De volta ao Brasil, novos problemas me esperavam. Insumos básicos ficaram presos na alfândega por seis meses, atrasando meus experimentos. Enquanto isso, via trolls na internet — e até alguns parentes — ridicularizarem minha pesquisa como “perda de tempo”, aplaudindo cortes na ciência e defendendo “tratamentos” como a hidroxicloroquina. No meio desse caos, aprendi a navegar na incerteza — uma habilidade que nenhuma agência de fomento ensina ou financia.
Concluir o doutorado foi muito mais do que seguir os protocolos científicos. Foi desafiar meus limites. Aqueles anos se confundem entre obstáculos e crises pessoais, com cada dia testando minha resistência em meio ao turbilhão político. Foi minha esposa quem me levou a buscar ajuda psicológica. Meus orientadores, Rodrigo Nunes da Fonseca e Helena Araújo, mesmo lutando contra a desestruturação das universidades, ainda arranjavam tempo para me orientar sobre editais e oportunidades de treinamento.

### O que fazer
Reescreva o trecho do relato sobre o doutorado que vai de "De volta ao" até "ensina ou financia.", chamando "alfândega" de "aduana". A listagem abaixo vem de outra fonte.

### Listagem exibida
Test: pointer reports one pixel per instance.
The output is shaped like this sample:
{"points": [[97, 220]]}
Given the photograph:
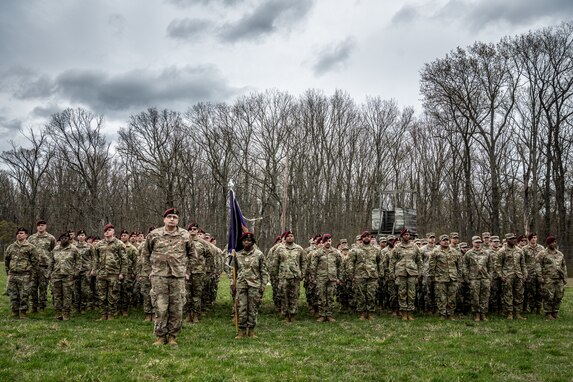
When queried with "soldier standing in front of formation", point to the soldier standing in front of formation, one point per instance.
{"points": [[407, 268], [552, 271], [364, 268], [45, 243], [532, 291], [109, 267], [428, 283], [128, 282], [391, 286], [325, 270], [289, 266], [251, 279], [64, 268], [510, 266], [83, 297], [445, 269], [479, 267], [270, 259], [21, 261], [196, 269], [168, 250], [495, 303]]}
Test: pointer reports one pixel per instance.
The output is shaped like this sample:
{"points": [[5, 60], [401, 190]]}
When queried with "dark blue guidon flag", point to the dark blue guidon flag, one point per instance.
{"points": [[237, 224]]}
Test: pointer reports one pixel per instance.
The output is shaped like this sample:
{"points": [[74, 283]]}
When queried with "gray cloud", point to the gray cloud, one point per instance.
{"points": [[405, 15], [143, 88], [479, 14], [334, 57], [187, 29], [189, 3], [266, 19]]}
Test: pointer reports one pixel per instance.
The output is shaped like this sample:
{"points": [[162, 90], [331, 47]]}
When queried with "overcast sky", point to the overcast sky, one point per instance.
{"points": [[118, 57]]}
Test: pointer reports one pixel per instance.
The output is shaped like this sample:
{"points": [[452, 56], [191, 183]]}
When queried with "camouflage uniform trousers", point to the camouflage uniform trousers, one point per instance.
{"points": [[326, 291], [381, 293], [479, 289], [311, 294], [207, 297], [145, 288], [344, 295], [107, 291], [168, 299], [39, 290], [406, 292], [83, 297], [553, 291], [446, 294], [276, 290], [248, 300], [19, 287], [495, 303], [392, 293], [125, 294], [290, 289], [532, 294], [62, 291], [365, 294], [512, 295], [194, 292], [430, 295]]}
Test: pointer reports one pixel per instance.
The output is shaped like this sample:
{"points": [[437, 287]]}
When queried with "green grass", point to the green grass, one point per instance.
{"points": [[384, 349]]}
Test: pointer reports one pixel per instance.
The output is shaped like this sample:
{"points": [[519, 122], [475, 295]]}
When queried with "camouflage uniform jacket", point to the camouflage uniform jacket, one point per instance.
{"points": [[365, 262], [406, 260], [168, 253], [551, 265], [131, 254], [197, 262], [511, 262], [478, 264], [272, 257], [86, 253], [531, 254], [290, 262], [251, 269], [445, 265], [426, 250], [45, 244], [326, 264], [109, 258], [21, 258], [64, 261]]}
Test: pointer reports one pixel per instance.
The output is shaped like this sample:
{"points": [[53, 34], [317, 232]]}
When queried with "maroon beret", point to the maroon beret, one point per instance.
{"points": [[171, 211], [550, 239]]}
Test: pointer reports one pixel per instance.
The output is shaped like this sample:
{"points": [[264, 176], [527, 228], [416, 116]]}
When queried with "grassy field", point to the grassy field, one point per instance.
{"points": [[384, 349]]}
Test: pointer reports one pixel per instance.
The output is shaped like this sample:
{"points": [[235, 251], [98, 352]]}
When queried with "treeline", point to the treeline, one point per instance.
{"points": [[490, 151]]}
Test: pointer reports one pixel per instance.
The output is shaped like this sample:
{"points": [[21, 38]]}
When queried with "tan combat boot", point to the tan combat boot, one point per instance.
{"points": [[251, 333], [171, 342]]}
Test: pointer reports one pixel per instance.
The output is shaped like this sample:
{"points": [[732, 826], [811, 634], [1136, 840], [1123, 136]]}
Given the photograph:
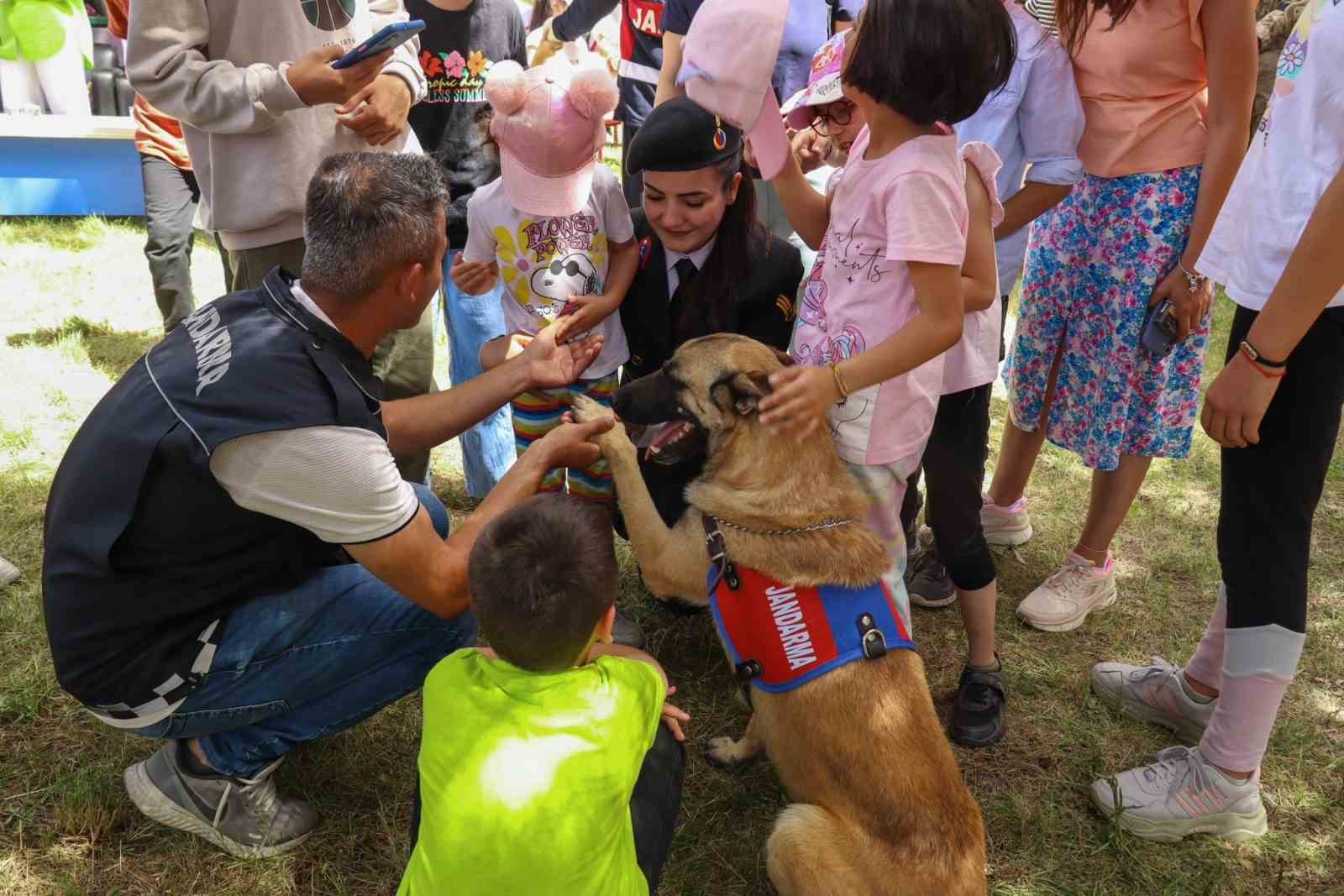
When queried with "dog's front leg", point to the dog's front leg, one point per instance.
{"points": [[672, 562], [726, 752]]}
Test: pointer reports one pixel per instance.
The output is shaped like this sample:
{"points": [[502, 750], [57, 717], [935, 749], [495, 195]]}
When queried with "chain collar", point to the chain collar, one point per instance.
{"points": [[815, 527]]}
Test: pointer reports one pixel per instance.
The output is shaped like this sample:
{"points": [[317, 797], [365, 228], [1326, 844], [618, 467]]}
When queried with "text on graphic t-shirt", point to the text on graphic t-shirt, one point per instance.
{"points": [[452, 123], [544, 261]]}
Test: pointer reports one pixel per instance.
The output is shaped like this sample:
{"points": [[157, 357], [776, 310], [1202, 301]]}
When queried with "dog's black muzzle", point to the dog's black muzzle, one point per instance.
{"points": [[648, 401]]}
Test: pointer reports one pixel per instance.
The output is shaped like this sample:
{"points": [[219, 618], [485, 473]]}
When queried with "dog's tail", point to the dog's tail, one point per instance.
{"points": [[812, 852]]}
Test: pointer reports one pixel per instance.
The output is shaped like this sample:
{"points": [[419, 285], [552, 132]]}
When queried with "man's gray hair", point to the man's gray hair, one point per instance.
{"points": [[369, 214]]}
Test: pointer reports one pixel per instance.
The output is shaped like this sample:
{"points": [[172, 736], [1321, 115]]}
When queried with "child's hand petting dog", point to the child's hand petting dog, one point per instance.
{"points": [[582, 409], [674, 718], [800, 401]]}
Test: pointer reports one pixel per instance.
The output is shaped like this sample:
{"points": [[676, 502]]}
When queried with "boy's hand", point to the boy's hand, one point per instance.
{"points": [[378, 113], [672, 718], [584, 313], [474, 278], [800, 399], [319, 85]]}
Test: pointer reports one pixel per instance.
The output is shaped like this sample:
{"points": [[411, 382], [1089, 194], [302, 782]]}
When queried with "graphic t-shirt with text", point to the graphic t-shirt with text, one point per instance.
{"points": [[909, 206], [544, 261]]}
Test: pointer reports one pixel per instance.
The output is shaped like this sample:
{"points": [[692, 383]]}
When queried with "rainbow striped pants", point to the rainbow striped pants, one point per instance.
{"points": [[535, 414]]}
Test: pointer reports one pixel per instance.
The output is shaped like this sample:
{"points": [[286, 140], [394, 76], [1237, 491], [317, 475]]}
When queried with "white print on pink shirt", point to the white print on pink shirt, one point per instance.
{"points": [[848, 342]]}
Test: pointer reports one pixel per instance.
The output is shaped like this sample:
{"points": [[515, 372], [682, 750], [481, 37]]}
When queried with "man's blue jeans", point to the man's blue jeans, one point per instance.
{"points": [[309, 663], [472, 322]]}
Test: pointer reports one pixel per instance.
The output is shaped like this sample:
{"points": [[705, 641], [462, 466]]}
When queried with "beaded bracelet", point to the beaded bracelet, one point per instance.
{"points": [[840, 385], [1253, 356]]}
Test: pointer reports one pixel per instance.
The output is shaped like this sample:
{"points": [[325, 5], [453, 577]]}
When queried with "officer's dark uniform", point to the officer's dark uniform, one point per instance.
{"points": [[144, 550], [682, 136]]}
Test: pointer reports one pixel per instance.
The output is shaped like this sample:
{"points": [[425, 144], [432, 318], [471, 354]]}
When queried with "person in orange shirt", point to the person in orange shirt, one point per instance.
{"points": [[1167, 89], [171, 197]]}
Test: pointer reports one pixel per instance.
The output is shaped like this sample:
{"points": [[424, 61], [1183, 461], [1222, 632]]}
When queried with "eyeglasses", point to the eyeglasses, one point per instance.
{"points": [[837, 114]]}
---
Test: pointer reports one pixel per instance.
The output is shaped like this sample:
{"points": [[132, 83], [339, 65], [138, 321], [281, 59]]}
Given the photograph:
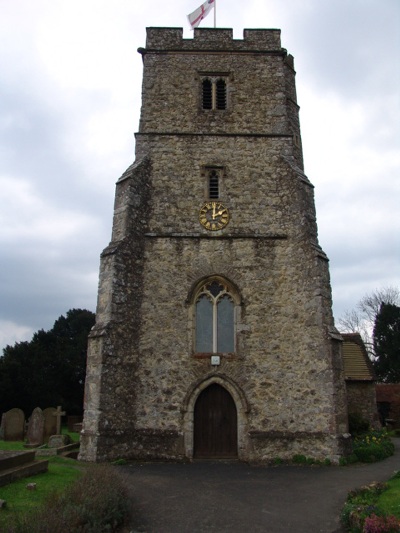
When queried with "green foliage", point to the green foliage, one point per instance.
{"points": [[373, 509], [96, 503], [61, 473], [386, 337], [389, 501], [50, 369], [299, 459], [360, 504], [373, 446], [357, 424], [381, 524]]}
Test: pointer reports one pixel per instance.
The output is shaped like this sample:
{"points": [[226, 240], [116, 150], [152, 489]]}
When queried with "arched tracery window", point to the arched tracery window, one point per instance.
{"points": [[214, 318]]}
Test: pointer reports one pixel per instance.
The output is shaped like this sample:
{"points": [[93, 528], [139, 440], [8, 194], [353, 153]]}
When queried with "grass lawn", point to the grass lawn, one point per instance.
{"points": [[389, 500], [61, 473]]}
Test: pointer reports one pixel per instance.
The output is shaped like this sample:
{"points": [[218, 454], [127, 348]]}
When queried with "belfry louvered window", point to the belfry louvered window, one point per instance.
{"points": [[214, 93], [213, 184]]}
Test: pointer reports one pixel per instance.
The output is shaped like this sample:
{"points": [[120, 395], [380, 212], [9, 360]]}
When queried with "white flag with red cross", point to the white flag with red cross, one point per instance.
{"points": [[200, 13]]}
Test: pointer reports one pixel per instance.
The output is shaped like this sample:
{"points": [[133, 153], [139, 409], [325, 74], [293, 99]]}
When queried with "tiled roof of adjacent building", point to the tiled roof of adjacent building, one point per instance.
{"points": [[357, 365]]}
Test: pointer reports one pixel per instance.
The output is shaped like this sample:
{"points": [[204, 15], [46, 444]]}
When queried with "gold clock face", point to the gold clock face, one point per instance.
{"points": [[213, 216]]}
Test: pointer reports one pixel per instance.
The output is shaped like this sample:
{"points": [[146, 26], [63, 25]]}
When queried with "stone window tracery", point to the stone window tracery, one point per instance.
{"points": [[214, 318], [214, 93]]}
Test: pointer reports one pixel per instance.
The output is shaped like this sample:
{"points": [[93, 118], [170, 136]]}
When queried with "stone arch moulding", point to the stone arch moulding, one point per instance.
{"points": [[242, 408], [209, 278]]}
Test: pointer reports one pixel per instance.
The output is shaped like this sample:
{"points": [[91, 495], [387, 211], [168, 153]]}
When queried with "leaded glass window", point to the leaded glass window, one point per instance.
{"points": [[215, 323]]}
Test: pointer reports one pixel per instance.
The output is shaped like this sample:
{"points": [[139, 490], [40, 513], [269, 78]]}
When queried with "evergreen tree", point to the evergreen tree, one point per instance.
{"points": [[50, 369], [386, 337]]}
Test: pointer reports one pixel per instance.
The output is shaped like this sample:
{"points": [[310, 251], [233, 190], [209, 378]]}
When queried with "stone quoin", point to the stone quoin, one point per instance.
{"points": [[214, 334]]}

### Resultado
De volta ao Brasil, novos problemas me esperavam. Insumos básicos ficaram presos na aduana por seis meses, atrasando meus experimentos. Enquanto isso, via trolls na internet — e até alguns parentes — ridicularizarem minha pesquisa como “perda de tempo”, aplaudindo cortes na ciência e defendendo “tratamentos” como a hidroxicloroquina. No meio desse caos, aprendi a navegar na incerteza — uma habilidade que nenhuma agência de fomento ensina ou financia.